-- START OF STORED ROWS --

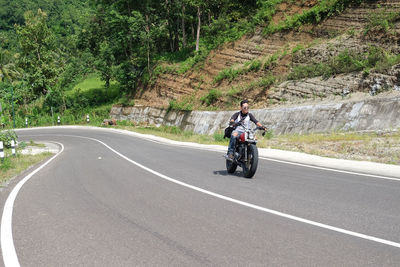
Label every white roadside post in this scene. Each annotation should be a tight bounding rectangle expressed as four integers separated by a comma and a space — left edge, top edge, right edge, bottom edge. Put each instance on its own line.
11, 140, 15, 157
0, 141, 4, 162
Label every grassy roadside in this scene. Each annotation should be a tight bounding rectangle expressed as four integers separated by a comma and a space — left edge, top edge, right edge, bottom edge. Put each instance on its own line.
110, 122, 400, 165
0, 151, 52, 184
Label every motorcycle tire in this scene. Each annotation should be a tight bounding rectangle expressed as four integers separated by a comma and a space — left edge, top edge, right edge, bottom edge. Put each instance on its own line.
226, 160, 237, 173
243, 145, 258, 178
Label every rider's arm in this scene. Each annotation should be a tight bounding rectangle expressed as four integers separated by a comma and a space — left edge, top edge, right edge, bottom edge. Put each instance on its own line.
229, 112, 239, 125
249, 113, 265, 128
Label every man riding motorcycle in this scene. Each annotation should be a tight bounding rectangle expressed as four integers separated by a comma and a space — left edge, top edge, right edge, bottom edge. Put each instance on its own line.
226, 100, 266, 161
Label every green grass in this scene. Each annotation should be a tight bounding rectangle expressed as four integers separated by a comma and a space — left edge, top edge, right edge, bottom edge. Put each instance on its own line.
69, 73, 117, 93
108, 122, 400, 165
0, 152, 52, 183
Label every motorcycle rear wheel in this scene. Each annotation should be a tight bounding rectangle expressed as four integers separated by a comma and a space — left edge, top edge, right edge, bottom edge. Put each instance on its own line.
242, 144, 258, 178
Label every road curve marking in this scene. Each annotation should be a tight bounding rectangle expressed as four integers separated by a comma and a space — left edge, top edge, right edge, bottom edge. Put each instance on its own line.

-- END OF STORED ROWS --

=== EXERCISE AIM ===
Copy every row above word for word, leaving out the pictures.

=== WRITTEN RESPONSE ===
Label every white roadside post in this scene. Each annotation should be a tight bounding rectangle expressed as four integers separated by a comma and a space — left edge, top edge, right edge, bottom edge. Put each instance on its own line.
11, 140, 15, 157
0, 141, 4, 162
Label every grassy roadside in this scene. Each annotation should be a tight bounding rectangle expressed as four integers separated by a comma and a space — left edge, top edge, right edge, bottom edge. Put each instance on its own line.
110, 122, 400, 165
0, 151, 52, 184
Label every motorcycle tire in this scene. Each annotation should be a tight bounding rectangle expressed as four integers separated by a comma and a space — left edge, top edge, right edge, bottom edge. Put each instance on its own line.
226, 160, 237, 173
243, 145, 258, 178
Label every rider's arm in this scene. Each annotation should be a tight bounding rectangle expressed as four integers separated by a comma and a space — left edge, top edge, right edge, bottom edge. Put each instance on its own line.
229, 112, 239, 125
249, 113, 265, 128
Label every man riding motorcycle in this scene. Each annotation should be a tight bounding rectangle expressed as four integers separated by a comma and a space — left edge, top edge, right edge, bottom edge. Put each instance on its own line.
226, 100, 266, 161
Label every green grass in this scene. Each annotation should be a tight bounding rectangle expressed as four integers separated by a comma and a space — left edge, top edge, right edge, bottom edge. Put each instance on its own line.
69, 73, 117, 93
108, 122, 400, 165
0, 152, 52, 183
Label every motorcycle rear wheel in this scene. Each annotation should be a tight bounding rectangle expressed as four integers separated by a comma and a space — left edge, top edge, right edge, bottom edge. Put each instance on its own line.
242, 144, 258, 178
Label every road curve marking in this scene. Each annotation should be a tight bounding rectangle expressed as four integers separated by a comma and a space — left edge, top edge, right edge, bottom edge. Put each instance on its own line.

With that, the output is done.